**Task directions:** Reproduce the text below about Kirk's rock agama word for word, including its classification list and section headings.

**Passage to read:**
+ + + + +
Scientific classification
- Kingdom: Animalia
- Phylum: Chordata
- Class: Reptilia
- Order: Squamata
- Suborder: Iguania
- Family: Agamidae
- Genus: Agama
- Species: A. kirkii
- Binomial name: Agama kirkii Boulenger, 1885

= Agama kirkii =

- Authority: Boulenger, 1885
- Conservation status: LC

Species of lizard

Agama kirkii, also known commonly as Kirk's rock agama, is a small species of lizard in the family Agamidae. The species is native to southeastern Africa. There are two recognized subspecies.

==Etymology==
The specific name, kirkii, is in honor of British naturalist John Kirk.

==Description==
Adults of A. kirkii usually have a total length of 20–28 cm of which 60–70% is the long tail. Maximum recorded total length is 30 cm. In displaying males, the head is orange, and the body is blue. In breeding females, the head is turquoise, and the body is yellowish gray.

==Geographic range==
A. kirkii is found in Botswana, Malawi, Mozambique, Tanzania, Zambia, and Zimbabwe.
+ + + + +
**Data records:**
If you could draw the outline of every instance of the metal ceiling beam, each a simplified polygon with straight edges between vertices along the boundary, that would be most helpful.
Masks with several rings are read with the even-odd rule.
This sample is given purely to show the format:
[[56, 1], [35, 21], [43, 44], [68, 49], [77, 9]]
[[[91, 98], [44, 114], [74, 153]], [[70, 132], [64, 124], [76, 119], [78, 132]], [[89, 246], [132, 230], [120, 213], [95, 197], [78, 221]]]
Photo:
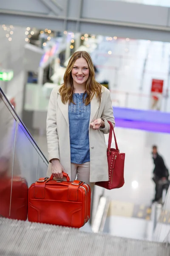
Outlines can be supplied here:
[[63, 11], [63, 8], [55, 1], [52, 2], [51, 0], [39, 0], [44, 5], [51, 10], [55, 15], [58, 16], [60, 15], [60, 12]]
[[[116, 35], [134, 39], [170, 42], [170, 27], [101, 20], [78, 19], [0, 9], [0, 24], [34, 26], [63, 31]], [[78, 25], [77, 25], [78, 23]]]

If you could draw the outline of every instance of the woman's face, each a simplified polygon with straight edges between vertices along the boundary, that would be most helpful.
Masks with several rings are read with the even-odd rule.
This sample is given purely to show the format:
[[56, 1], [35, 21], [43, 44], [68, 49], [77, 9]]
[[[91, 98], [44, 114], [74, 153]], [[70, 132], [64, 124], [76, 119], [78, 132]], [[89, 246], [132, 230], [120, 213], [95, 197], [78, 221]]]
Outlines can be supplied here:
[[83, 58], [80, 58], [75, 61], [71, 70], [71, 75], [74, 84], [85, 84], [89, 76], [88, 64]]

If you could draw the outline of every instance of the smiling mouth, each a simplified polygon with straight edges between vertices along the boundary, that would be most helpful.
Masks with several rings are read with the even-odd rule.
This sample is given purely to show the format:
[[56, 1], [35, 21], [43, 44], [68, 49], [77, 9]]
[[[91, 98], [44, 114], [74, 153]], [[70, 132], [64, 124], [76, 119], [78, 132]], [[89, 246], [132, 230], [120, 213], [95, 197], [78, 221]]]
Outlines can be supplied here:
[[84, 78], [84, 76], [76, 76], [78, 79], [82, 79]]

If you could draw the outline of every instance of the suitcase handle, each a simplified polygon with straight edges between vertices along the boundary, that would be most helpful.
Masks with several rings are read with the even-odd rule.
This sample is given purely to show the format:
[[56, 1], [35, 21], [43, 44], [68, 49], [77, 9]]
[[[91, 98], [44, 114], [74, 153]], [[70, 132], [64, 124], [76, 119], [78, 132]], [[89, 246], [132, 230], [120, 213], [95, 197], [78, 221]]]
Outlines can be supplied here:
[[[63, 177], [65, 177], [66, 178], [67, 182], [70, 182], [70, 177], [69, 177], [69, 176], [67, 174], [67, 173], [62, 172], [62, 175], [63, 175]], [[54, 178], [54, 176], [53, 176], [53, 175], [51, 174], [51, 175], [50, 177], [50, 180], [53, 180], [53, 178]]]

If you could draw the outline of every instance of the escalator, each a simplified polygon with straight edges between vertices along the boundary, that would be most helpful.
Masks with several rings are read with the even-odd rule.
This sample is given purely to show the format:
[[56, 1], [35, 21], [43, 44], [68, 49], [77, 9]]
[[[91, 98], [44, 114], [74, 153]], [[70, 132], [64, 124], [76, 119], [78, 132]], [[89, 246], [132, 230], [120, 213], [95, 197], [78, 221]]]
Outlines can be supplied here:
[[[168, 240], [160, 243], [159, 239], [148, 241], [100, 233], [104, 225], [102, 218], [102, 225], [98, 224], [97, 220], [94, 222], [96, 226], [92, 228], [94, 233], [82, 232], [82, 229], [31, 223], [27, 221], [26, 216], [26, 221], [11, 219], [24, 219], [22, 214], [26, 205], [26, 186], [29, 187], [39, 177], [45, 177], [48, 164], [45, 157], [0, 88], [0, 256], [170, 255]], [[168, 196], [170, 194], [169, 192]], [[103, 201], [103, 198], [101, 199]], [[4, 203], [6, 209], [3, 212]], [[106, 201], [105, 204], [108, 208]], [[165, 205], [167, 205], [166, 203]], [[102, 204], [99, 206], [102, 208]], [[100, 218], [100, 212], [98, 213]]]

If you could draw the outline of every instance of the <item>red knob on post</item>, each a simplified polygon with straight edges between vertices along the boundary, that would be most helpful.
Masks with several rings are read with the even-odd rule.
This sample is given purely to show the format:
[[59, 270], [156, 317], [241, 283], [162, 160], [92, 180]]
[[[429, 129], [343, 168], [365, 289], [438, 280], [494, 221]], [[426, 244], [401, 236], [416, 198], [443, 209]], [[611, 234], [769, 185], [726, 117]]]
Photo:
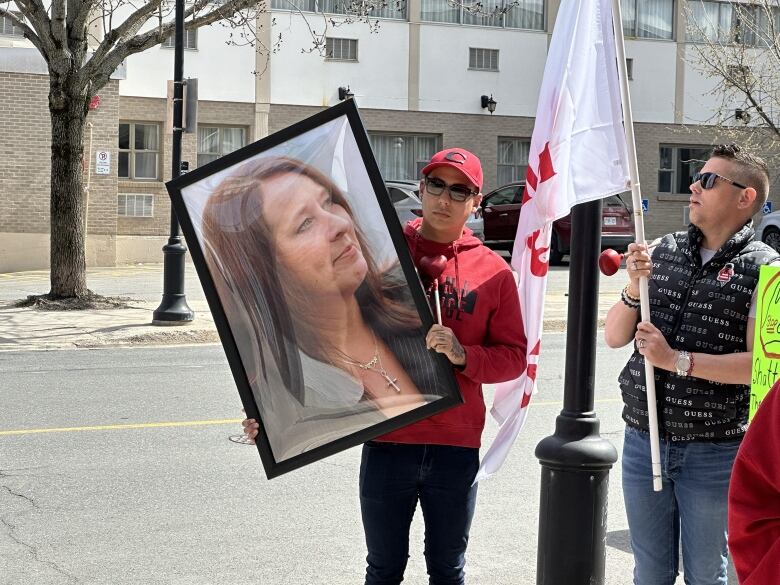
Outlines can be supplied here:
[[599, 256], [599, 270], [606, 276], [612, 276], [620, 268], [623, 254], [615, 252], [612, 248], [604, 250]]

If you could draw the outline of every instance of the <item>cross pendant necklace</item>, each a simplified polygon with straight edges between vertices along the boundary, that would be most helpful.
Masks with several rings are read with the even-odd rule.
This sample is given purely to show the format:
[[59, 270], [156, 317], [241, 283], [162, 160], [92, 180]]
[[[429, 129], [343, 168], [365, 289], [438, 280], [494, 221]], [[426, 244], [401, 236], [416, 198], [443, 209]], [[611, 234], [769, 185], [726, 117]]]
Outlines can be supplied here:
[[401, 387], [398, 385], [398, 378], [393, 378], [390, 374], [387, 373], [387, 370], [385, 370], [385, 366], [382, 364], [382, 358], [379, 357], [379, 346], [376, 343], [376, 337], [374, 337], [374, 355], [373, 357], [368, 360], [367, 362], [359, 362], [357, 360], [352, 359], [349, 356], [345, 356], [347, 359], [344, 359], [346, 363], [357, 366], [361, 370], [366, 370], [369, 372], [376, 372], [382, 378], [384, 378], [385, 382], [387, 382], [387, 387], [392, 388], [395, 390], [396, 394], [401, 393]]
[[396, 384], [396, 382], [398, 382], [398, 378], [391, 378], [390, 375], [381, 366], [379, 369], [379, 375], [385, 379], [388, 388], [392, 388], [398, 394], [401, 393], [401, 387], [398, 384]]

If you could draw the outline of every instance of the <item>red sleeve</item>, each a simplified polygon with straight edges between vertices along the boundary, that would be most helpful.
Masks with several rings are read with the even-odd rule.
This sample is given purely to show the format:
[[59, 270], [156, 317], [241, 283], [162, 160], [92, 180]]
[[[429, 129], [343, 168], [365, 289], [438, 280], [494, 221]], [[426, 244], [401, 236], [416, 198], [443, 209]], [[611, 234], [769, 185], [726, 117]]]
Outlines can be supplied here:
[[780, 576], [780, 382], [764, 399], [734, 461], [729, 552], [742, 585]]
[[512, 272], [502, 270], [498, 303], [490, 315], [484, 343], [464, 346], [466, 367], [461, 374], [478, 384], [496, 384], [519, 377], [525, 370], [525, 338], [520, 299]]

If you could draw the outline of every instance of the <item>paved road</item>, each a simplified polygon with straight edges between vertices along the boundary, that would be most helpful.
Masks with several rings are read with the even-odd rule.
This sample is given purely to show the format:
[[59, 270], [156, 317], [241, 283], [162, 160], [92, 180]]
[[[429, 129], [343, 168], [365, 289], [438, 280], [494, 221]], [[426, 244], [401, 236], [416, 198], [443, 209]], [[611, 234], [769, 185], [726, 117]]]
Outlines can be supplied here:
[[[529, 422], [480, 486], [471, 585], [535, 583], [533, 449], [560, 410], [565, 343], [545, 340]], [[625, 354], [598, 353], [596, 407], [618, 449], [614, 380]], [[0, 380], [3, 585], [360, 582], [359, 451], [267, 481], [254, 448], [227, 440], [239, 401], [219, 346], [6, 352]], [[33, 432], [52, 428], [71, 430]], [[625, 585], [631, 570], [619, 477], [615, 468], [608, 585]], [[424, 583], [419, 517], [412, 538], [407, 582]]]

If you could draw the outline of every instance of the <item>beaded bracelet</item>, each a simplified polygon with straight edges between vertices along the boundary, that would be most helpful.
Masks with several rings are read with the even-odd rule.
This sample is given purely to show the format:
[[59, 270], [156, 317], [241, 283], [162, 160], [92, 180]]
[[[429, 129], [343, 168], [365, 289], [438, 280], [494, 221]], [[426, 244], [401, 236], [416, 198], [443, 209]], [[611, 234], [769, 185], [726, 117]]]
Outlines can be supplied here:
[[638, 298], [632, 297], [628, 293], [628, 285], [620, 291], [620, 300], [623, 301], [623, 304], [626, 305], [629, 309], [638, 309], [641, 306], [641, 302]]

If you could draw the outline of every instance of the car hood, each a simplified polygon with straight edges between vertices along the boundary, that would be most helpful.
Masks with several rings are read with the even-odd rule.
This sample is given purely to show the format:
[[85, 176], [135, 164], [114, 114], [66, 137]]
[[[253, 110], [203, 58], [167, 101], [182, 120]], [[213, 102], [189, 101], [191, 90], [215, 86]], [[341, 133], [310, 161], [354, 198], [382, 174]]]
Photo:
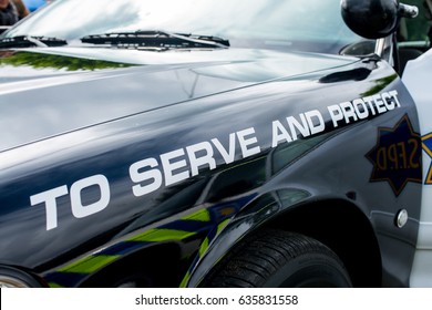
+ + + + +
**Problem solution:**
Scientific classification
- Kingdom: Animalia
- Phylum: Chordata
- Class: Reptilia
- Order: Squamata
- Suborder: Iguania
- Family: Agamidae
- Genus: Agama
- Species: A. kirkii
- Binomial name: Agama kirkii Boulenger, 1885

= Agama kirkii =

- Authority: Boulenger, 1885
- Conservation status: LC

Species of lizard

Agama kirkii, also known commonly as Kirk's rock agama, is a small species of lizard in the family Agamidae. The species is native to southeastern Africa. There are two recognized subspecies.

==Etymology==
The specific name, kirkii, is in honor of British naturalist John Kirk.

==Description==
Adults of A. kirkii usually have a total length of 20–28 cm of which 60–70% is the long tail. Maximum recorded total length is 30 cm. In displaying males, the head is orange, and the body is blue. In breeding females, the head is turquoise, and the body is yellowish gray.

==Geographic range==
A. kirkii is found in Botswana, Malawi, Mozambique, Tanzania, Zambia, and Zimbabwe.